- _Stated task A_
Shorten the paragraph of the WTO passage below that begins "Separately, today marks the end," keeping its main facts.
- _Stated task B_
Carry on the WTO passage below, starting right after its final sentence.

Separately, today marks the end of the terms of two of the remaining three appellate judges at the WTO. Three are needed for a ruling. This jeopardizes the conflict resolution process. The WTO has two broad lines of business. The first is promoting global trade agreements, but this has been bogged down. The second was the adjudication of disputes, which was an improvement over its predecessor (GATT–General Agreement on Tariffs and Trade). One source of strains the WTO arguably comes from trying to incorporate China, which joined 18-years ago tomorrow. Although some argue that the WTO is not equipped to cope with China, in December 2001, when many observers feared the end of globalization after 9/11, China joining the WTO was heralded as a success. Separately, the US has been critical of what it regards as judicial over-reach by the WTO, and this goes back to at least the Obama Administration. At the same time, it is noteworthy that the US wins the vast majority of cases it brings to the WTO.

Dataset excerpt
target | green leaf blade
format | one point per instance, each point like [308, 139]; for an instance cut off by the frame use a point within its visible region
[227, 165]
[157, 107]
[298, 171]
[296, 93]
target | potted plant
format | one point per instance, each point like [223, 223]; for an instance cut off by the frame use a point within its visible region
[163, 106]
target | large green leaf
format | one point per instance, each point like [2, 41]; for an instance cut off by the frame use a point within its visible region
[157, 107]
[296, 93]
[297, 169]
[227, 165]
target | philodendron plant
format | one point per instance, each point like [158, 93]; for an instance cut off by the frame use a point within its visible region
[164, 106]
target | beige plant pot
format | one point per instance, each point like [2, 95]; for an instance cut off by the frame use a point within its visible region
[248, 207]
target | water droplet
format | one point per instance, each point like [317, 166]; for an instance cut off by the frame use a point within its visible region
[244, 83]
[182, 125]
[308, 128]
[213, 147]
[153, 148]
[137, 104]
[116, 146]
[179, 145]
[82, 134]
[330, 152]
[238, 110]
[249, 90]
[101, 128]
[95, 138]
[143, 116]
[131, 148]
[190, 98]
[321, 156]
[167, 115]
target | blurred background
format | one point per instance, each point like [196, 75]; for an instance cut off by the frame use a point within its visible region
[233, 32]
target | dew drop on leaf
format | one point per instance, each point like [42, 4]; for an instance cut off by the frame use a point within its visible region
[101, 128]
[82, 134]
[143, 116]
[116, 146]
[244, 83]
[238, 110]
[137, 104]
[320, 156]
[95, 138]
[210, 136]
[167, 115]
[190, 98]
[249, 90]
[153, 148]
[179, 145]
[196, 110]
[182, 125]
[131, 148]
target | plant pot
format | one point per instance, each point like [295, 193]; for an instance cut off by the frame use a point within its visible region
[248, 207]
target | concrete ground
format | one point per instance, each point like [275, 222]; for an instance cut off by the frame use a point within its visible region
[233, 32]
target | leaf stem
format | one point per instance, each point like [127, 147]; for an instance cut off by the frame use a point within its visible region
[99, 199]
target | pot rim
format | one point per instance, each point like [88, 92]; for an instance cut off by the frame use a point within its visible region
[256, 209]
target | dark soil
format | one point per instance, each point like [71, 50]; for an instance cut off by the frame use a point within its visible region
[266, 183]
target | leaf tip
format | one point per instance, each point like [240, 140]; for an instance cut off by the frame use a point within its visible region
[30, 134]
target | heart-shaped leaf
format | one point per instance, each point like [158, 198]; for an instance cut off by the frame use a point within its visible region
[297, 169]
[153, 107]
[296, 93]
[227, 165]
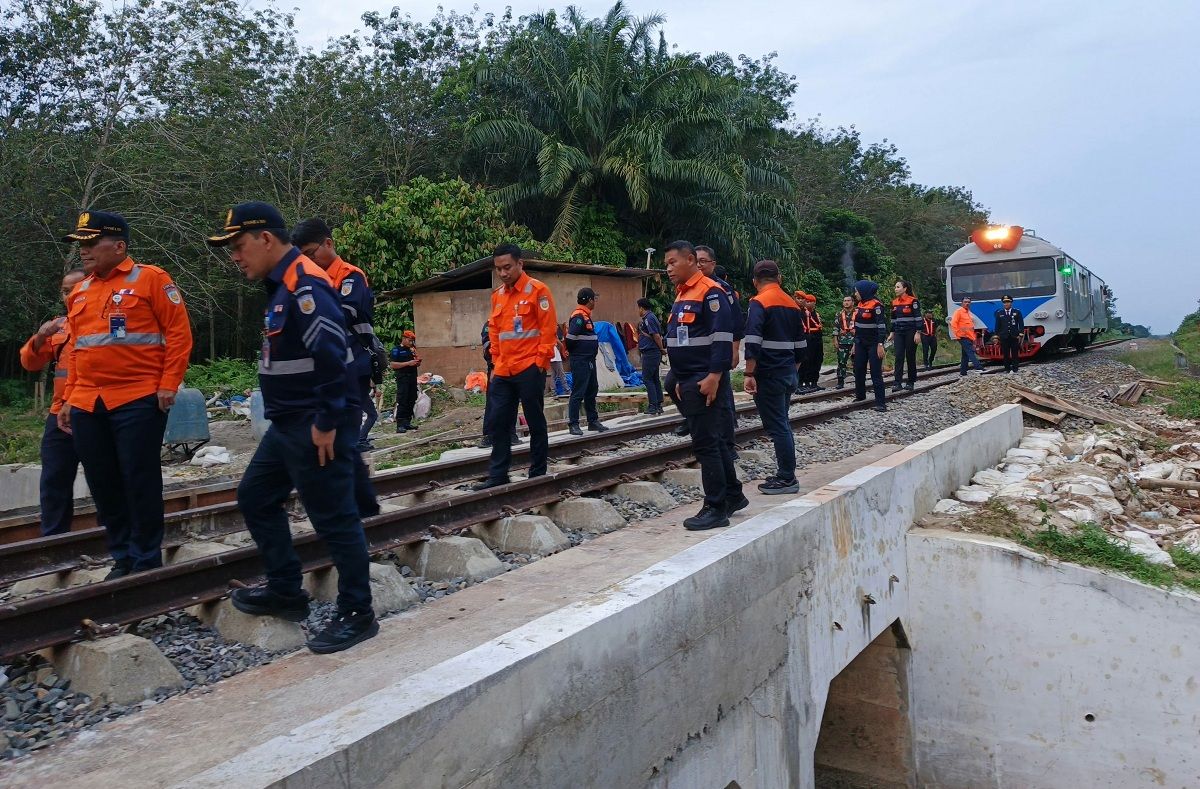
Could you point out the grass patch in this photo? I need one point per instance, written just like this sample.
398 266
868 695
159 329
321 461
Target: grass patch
21 435
1092 547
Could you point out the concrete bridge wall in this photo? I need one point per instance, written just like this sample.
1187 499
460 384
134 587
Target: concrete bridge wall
706 669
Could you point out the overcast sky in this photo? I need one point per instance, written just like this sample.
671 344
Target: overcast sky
1075 118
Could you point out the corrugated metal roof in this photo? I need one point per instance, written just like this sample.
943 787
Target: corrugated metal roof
448 278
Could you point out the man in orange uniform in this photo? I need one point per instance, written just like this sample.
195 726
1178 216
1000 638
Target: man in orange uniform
52 343
132 339
963 331
521 331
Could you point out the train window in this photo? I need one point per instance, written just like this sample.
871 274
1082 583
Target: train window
991 279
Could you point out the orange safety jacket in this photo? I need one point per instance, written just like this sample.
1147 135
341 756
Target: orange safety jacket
521 326
58 349
131 336
963 324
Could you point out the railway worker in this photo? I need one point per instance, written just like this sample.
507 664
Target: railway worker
963 331
52 343
406 363
649 348
773 323
486 344
929 338
521 338
310 392
582 347
315 239
132 339
870 330
700 339
814 333
1009 327
906 325
844 337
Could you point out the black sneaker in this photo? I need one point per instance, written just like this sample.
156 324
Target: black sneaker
774 486
262 601
120 570
736 504
707 518
343 632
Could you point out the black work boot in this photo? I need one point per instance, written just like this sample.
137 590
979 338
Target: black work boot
262 601
707 518
343 632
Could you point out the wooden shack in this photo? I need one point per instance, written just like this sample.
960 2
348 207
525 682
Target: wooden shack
450 308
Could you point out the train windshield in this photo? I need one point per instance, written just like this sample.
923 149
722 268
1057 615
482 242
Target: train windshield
993 279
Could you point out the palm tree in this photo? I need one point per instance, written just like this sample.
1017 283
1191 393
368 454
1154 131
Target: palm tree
600 110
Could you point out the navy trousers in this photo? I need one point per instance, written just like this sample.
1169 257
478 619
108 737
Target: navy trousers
527 389
774 397
59 468
585 389
651 362
868 356
712 439
121 455
286 459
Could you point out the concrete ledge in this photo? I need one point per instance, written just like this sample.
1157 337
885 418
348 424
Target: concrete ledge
707 668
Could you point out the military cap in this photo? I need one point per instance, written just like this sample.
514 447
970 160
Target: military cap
250 216
95 224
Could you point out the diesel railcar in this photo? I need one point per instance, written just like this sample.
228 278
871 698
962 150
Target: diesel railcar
1063 303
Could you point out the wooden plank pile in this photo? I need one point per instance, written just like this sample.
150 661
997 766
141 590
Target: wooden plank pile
1054 409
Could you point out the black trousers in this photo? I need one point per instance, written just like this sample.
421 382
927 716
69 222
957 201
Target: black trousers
868 356
120 451
651 362
527 389
59 468
585 389
928 350
712 440
286 459
406 397
1011 349
906 355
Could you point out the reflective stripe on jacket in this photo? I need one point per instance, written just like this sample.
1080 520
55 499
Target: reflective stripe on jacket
132 336
304 369
774 332
700 332
521 326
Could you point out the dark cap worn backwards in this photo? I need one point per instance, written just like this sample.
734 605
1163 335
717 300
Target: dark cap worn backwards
95 224
766 269
250 216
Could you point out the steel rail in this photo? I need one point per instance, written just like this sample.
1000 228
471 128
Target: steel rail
61 616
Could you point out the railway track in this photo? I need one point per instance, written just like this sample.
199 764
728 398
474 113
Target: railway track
60 616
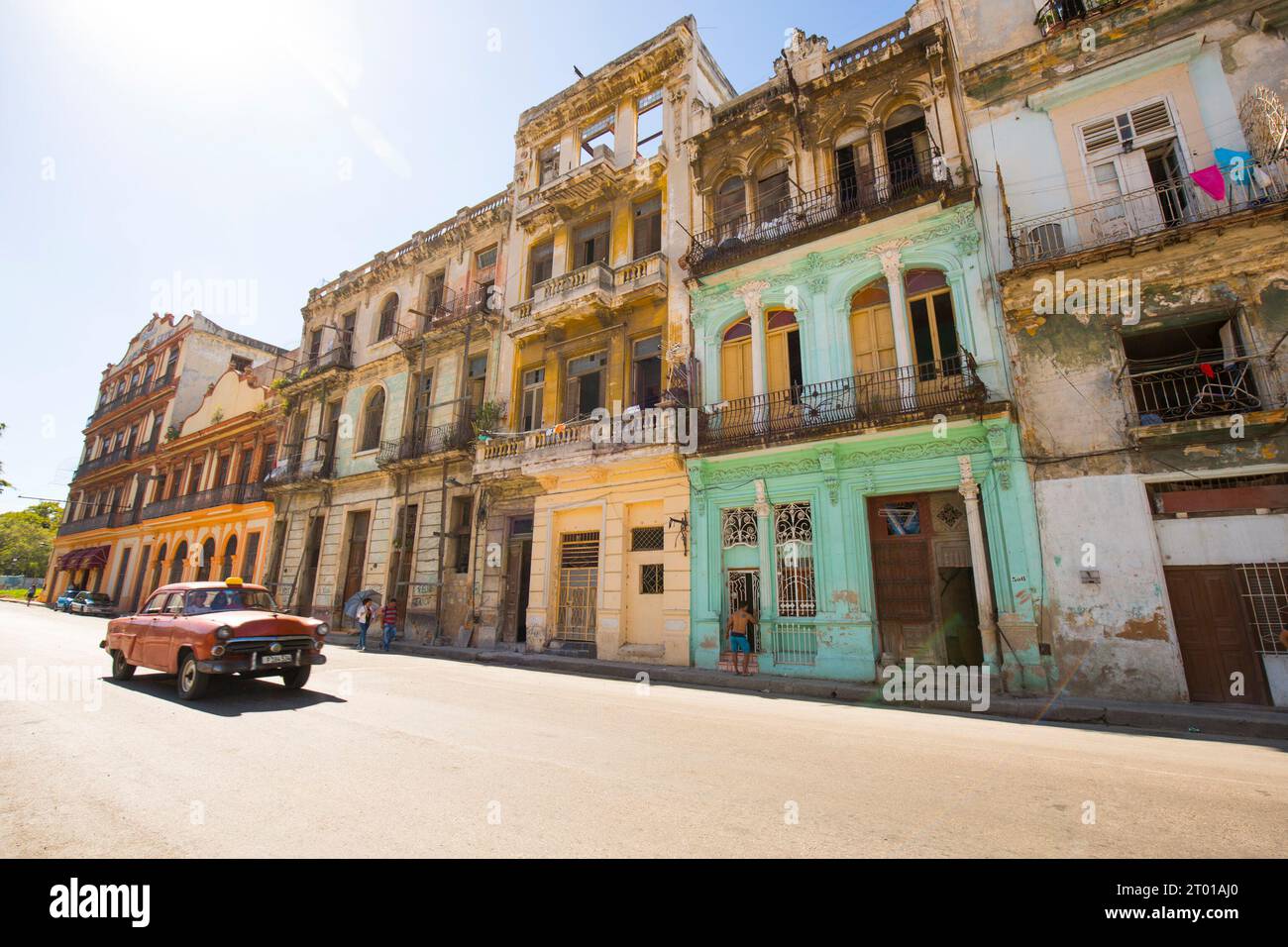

- _Task response A_
Today two of the three remaining WTO appellate judges end their terms, leaving fewer than the three needed for a ruling and putting dispute resolution at risk. The WTO has two main roles: promoting global trade agreements, which has stalled, and settling disputes, which improved on its predecessor, GATT. Some strain arguably comes from absorbing China, which joined 18 years ago tomorrow. Some say the WTO can't cope with China, yet its December 2001 entry, amid post-9/11 fears for globalization, was hailed as a success. The US has criticized WTO judicial over-reach since at least the Obama Administration, though it wins most of the cases it brings.

- _Task response B_
The economic calendar is light today. The only reports to note are the US productivity and unit labor cost measures, which are derived from the GDP data and typically do not move the market. The Federal Reserve meets tomorrow. No one expects a change in policy, and the updated economic forecast will likely dominate the investors’ interests. Brazil’s central bank also meets tomorrow and is widely expected to deliver another 50 bp cut in the Selic rate to 4.5%. It would be the fourth cut in H2 this year.  

The US dollar is consolidating in the upper end of the range set at the end of last week against the Canadian dollar on the back of the conflicting employment reports. Support near CAD1.3230 has frayed a bit, but it has not been convincingly violated. A break of CAD1.3220 would likely signal a near-term high is in place and could spur a move toward CAD1.3180. The prospects for the USMCA is not doing the Canadian dollar much good, but it is being cited as a factor behind the Mexican peso’s continued gains. It is rising for the sixth consecutive session today and is approaching our support target in the MXN19.17-MXN19.18 area. The high yields can still attract funds to Mexico over the holiday period.  This could see additional strength of the peso.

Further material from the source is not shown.